== ABOUT THIS TASK ==
Locate the line that contains "the man's outstretched", then copy it and all later lines of the data below exactly, through the last one.

== Source records ==
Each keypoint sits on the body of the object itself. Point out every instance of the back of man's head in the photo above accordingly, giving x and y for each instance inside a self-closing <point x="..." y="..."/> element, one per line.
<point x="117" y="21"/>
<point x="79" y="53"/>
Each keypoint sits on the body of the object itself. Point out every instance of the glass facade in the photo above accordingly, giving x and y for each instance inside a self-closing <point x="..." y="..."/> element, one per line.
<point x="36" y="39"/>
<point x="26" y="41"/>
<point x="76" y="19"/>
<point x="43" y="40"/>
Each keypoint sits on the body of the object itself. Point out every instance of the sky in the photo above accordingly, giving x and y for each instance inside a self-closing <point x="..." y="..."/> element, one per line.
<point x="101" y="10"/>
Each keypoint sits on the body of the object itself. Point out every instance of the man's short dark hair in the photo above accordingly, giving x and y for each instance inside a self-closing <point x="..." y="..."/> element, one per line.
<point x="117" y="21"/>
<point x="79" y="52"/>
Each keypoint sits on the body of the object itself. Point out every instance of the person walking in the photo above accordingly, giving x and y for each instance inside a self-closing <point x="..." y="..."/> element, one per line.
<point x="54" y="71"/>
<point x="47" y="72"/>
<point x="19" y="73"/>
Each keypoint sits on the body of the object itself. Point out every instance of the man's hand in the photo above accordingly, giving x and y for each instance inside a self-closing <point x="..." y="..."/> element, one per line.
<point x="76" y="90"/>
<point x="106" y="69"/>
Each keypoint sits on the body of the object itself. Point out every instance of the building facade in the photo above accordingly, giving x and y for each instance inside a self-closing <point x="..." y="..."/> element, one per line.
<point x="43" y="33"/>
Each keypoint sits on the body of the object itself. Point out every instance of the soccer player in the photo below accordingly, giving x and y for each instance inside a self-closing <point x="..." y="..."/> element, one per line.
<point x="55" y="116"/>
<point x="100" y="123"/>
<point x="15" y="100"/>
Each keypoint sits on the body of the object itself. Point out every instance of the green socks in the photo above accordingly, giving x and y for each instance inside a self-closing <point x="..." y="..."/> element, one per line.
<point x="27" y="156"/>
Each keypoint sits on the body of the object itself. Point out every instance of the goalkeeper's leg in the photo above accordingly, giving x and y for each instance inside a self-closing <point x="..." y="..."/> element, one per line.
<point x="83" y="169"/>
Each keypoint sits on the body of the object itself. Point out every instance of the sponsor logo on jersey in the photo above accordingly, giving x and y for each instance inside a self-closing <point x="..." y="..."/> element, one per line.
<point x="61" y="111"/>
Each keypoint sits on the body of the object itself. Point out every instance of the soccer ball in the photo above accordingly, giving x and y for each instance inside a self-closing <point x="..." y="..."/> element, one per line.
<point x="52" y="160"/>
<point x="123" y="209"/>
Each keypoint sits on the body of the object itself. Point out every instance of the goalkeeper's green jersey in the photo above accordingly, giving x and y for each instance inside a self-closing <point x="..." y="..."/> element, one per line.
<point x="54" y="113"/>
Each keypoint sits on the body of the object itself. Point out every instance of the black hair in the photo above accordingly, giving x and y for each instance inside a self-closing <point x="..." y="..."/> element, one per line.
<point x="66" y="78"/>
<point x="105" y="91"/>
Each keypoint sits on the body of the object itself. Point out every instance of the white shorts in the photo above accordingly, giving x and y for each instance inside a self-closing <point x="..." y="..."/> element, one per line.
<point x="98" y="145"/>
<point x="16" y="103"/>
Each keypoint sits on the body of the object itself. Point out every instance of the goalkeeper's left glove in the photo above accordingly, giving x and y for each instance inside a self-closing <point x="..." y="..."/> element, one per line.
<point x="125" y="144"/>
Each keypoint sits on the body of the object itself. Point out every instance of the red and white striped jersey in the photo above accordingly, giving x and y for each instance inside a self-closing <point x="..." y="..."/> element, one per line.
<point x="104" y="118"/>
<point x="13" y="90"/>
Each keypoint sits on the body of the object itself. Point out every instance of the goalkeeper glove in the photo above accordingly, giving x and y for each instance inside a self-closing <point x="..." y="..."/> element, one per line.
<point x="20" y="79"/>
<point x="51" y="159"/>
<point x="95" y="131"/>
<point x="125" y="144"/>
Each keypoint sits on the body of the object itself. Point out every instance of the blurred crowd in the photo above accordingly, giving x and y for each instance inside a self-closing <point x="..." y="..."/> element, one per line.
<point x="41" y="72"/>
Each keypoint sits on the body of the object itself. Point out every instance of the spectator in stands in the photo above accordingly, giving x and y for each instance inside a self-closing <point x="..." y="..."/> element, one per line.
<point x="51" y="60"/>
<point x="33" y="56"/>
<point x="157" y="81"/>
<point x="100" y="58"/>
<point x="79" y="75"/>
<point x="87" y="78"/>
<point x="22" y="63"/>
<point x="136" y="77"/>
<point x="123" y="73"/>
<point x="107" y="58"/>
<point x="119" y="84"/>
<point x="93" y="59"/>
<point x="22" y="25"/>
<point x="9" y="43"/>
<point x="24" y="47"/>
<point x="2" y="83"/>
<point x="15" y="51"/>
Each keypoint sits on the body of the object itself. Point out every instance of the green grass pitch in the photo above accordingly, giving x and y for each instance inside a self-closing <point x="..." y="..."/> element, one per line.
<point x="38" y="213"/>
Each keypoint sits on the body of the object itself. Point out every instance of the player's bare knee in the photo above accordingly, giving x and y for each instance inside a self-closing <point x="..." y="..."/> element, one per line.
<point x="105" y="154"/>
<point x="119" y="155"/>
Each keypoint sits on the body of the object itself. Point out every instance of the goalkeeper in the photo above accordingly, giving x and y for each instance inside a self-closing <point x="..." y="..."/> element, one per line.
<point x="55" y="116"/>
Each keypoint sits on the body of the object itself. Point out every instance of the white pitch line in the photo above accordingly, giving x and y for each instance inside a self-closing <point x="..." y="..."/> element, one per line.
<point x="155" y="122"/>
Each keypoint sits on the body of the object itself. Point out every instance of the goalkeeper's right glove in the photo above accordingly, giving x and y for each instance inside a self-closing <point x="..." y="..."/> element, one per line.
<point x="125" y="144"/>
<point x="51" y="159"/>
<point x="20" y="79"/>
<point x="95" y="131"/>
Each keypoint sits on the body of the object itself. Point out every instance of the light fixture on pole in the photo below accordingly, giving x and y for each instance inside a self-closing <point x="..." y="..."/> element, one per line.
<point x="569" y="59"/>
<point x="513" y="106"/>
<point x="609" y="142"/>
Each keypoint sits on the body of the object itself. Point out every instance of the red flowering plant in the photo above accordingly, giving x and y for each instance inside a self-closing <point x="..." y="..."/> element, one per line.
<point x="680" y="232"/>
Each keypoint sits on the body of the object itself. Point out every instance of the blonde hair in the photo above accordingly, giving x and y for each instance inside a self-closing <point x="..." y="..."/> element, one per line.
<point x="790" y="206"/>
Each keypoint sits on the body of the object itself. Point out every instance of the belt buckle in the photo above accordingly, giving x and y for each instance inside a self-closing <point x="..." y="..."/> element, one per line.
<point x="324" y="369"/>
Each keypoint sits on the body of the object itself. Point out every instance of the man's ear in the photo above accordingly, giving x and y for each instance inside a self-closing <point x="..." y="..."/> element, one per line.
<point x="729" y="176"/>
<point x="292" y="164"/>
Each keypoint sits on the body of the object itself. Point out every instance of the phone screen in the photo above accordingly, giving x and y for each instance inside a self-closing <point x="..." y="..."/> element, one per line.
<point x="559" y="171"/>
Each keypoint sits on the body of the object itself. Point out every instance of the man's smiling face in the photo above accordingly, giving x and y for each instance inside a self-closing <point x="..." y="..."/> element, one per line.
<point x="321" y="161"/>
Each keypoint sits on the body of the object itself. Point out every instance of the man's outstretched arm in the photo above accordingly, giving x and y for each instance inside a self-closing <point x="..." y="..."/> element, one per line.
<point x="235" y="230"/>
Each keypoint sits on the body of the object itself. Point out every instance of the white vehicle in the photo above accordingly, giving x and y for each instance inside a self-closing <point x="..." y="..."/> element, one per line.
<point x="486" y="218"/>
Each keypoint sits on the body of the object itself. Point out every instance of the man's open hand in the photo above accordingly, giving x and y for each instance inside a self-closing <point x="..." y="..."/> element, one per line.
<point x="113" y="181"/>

== COMPLETED TASK ==
Each keypoint sits on the body of the object itself. Point out every instance of the man's outstretched arm in the photo above accordingly, giving x and y for each instance inside a self-closing <point x="..." y="..."/> element, one per line.
<point x="235" y="230"/>
Each keypoint sits on the body of the object itself. Point out every instance of the white vehicle in the photo above accordingly, giving x and y for each instance inside a self-closing <point x="..." y="..."/> element, one per line.
<point x="486" y="218"/>
Each keypoint sits on the body of the object itself. Point out every instance of the man's open hand in the photo above accordingly, giving x and y for each instance inside a self-closing <point x="..." y="..."/> element, one per line.
<point x="113" y="181"/>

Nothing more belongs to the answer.